**DATA FOR PROCESSING:**
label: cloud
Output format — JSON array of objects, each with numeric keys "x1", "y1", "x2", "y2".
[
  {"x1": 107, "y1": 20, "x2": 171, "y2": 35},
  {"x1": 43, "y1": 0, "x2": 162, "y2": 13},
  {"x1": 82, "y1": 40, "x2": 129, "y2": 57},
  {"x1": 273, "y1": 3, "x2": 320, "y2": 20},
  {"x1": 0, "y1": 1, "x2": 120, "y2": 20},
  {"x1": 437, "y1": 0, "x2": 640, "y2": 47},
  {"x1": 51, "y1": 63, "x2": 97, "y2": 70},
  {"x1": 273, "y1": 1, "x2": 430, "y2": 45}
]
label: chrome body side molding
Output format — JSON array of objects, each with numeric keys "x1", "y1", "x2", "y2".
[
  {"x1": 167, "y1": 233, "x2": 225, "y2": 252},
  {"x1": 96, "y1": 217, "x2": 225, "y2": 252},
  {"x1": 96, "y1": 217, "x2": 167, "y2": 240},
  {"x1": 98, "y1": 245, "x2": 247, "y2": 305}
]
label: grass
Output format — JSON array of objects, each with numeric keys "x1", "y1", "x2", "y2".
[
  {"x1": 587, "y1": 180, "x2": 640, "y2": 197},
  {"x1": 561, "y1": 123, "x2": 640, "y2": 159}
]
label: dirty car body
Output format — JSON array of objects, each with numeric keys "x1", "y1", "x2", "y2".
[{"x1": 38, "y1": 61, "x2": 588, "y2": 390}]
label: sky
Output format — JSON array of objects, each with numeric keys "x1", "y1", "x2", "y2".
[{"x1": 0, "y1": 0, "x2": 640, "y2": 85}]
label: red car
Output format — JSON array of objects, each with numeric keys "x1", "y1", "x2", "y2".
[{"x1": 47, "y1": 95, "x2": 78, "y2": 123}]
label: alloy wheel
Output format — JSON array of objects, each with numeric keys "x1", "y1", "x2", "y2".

**THE TASK:**
Please return all of the material above, line for line, with nothing changed.

**OUTPUT:**
label: cloud
Output format — JSON array of objects, each with numeric keys "x1", "y1", "x2", "y2".
[
  {"x1": 107, "y1": 20, "x2": 171, "y2": 35},
  {"x1": 43, "y1": 0, "x2": 162, "y2": 13},
  {"x1": 82, "y1": 40, "x2": 129, "y2": 57},
  {"x1": 273, "y1": 3, "x2": 320, "y2": 20},
  {"x1": 0, "y1": 1, "x2": 120, "y2": 20},
  {"x1": 437, "y1": 0, "x2": 640, "y2": 47},
  {"x1": 51, "y1": 63, "x2": 97, "y2": 70},
  {"x1": 273, "y1": 1, "x2": 430, "y2": 45}
]
label: chrome body side molding
Output format — JSON array of objects, each with numeric keys "x1", "y1", "x2", "y2".
[
  {"x1": 167, "y1": 233, "x2": 225, "y2": 252},
  {"x1": 96, "y1": 217, "x2": 225, "y2": 252},
  {"x1": 96, "y1": 217, "x2": 167, "y2": 240},
  {"x1": 98, "y1": 245, "x2": 247, "y2": 305}
]
label: grass
Output format — JSON array of objects, each with numeric keys "x1", "y1", "x2", "y2".
[
  {"x1": 587, "y1": 180, "x2": 640, "y2": 197},
  {"x1": 561, "y1": 123, "x2": 640, "y2": 159}
]
label: dirty car body
Output format — JSON array of objects, each with numeric keys "x1", "y1", "x2", "y2".
[{"x1": 38, "y1": 61, "x2": 588, "y2": 390}]
label: sky
Output format — JSON array of objects, each with numeric keys "x1", "y1", "x2", "y2".
[{"x1": 0, "y1": 0, "x2": 640, "y2": 85}]
label: red car
Output format — JSON array of objects, each with numeric keys "x1", "y1", "x2", "y2".
[{"x1": 47, "y1": 95, "x2": 78, "y2": 123}]
label: alloy wheel
Output format — JSON array of objects, each with numeric keys "x1", "y1", "x2", "y2".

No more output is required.